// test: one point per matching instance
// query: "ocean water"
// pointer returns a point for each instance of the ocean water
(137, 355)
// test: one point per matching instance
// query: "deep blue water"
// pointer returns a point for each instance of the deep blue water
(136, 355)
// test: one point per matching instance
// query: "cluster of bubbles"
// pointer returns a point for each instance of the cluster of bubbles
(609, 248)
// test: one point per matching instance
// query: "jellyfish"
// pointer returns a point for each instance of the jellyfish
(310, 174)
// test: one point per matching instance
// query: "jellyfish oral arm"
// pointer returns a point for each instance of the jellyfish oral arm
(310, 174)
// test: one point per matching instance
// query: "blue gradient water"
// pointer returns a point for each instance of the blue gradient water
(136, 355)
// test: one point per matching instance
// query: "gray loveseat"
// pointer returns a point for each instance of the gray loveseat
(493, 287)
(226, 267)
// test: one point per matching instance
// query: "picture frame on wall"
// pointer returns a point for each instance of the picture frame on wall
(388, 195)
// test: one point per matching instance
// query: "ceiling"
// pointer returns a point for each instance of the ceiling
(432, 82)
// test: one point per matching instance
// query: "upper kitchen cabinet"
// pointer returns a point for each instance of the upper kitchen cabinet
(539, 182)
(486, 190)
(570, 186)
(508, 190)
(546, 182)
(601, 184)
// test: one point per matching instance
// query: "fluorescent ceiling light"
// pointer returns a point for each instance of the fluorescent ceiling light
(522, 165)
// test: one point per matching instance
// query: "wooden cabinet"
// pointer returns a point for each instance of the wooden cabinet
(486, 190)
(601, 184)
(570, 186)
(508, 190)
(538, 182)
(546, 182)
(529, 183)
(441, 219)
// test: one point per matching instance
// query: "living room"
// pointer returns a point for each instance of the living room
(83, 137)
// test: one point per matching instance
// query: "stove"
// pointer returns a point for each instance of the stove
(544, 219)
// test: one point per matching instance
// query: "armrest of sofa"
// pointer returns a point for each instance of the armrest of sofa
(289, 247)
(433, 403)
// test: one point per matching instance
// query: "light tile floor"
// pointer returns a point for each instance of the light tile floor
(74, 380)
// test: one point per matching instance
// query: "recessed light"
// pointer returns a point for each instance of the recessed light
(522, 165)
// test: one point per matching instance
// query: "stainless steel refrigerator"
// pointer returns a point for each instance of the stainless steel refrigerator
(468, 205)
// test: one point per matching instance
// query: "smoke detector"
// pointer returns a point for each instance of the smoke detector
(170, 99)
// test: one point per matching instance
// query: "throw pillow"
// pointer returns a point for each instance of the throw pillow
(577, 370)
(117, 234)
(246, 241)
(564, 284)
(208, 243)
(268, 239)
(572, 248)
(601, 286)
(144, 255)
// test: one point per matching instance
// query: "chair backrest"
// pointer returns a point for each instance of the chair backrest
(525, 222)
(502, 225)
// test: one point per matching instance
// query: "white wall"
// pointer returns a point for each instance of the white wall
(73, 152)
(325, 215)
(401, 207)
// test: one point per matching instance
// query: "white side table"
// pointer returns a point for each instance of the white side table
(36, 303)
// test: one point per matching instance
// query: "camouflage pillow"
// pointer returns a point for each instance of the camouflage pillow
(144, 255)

- **Given task**: Print every record exactly as it was given.

- **Complete output**:
// test: one point per matching instance
// query: "ocean water"
// pointer returns a point for each instance of the ocean water
(137, 355)
// test: one point per matching instance
// query: "deep blue water"
// pointer returns a point for each instance of the deep blue water
(136, 355)
// test: one point per matching instance
// query: "cluster of bubbles"
// pointer returns a point for each instance of the cluster of bubbles
(609, 248)
// test: one point per matching instance
// query: "jellyfish"
// pointer returns a point for each instance of the jellyfish
(310, 174)
// test: one point per matching instance
// query: "jellyfish oral arm"
// pointer returns a point for each instance of the jellyfish oral arm
(310, 174)
// test: one point per matching instance
// query: "blue gradient water"
// pointer returns a point for each instance of the blue gradient water
(136, 355)
// test: one point per matching instance
// query: "gray loveseat"
// pointer returns a point for each instance of the gray loveseat
(493, 287)
(226, 267)
// test: one point per matching instance
// query: "picture frame on wall"
// pointer returns a point for each instance of the picture frame on wall
(388, 195)
// test: one point per matching instance
// query: "ceiling"
// pointer returns a point for each instance of the ceiling
(432, 82)
// test: one point per matching instance
// query: "upper kitchen cabinet"
// pointer returns a point for each instance of the upper kitchen cabinet
(539, 182)
(486, 190)
(570, 186)
(508, 190)
(546, 182)
(601, 184)
// test: one point per matching instance
// query: "fluorescent ceiling light"
// pointer returns a point for each instance of the fluorescent ceiling light
(522, 165)
// test: one point per matching instance
// query: "wooden cabinet"
// pointer returns a point for each instance of the wooden cabinet
(486, 190)
(601, 184)
(570, 186)
(508, 190)
(538, 182)
(546, 182)
(529, 183)
(441, 219)
// test: one point per matching instance
// query: "living room"
// pointer returns a point for each instance of the living room
(83, 137)
// test: one point per matching instance
// query: "stove"
// pointer returns a point for each instance of the stove
(544, 219)
// test: one point per matching instance
// query: "armrest of sofa"
// pointer returns a point for each instance of the armrest of sofa
(289, 247)
(433, 403)
// test: one point per matching instance
// query: "light tile floor"
// pointer returns a point for each instance of the light tile floor
(74, 380)
// test: one point per matching instance
// query: "recessed light"
// pointer returns a point for each instance of the recessed light
(522, 165)
// test: one point per matching instance
// query: "stainless steel refrigerator"
// pointer returns a point for each instance of the stainless steel refrigerator
(468, 205)
// test: one point per matching instance
// query: "smoke detector"
// pointer returns a point for each instance of the smoke detector
(170, 99)
// test: one point per matching instance
// query: "throw pillow"
// pointer returns a point for each instance of the throw pillow
(577, 370)
(117, 234)
(246, 241)
(564, 284)
(208, 243)
(268, 239)
(572, 248)
(601, 286)
(144, 255)
// test: one point per matching instance
// query: "chair backrest"
// pointer returns a point for each instance of the chair backrest
(525, 222)
(502, 225)
// test: one point per matching instance
// query: "white wall"
// pointer returns a point for each instance of the white wall
(73, 152)
(325, 215)
(401, 207)
// test: one point per matching instance
// query: "white side table"
// pointer returns a point for each instance of the white side table
(36, 303)
// test: one point per matching instance
// query: "camouflage pillow"
// pointer returns a point for each instance of the camouflage pillow
(144, 255)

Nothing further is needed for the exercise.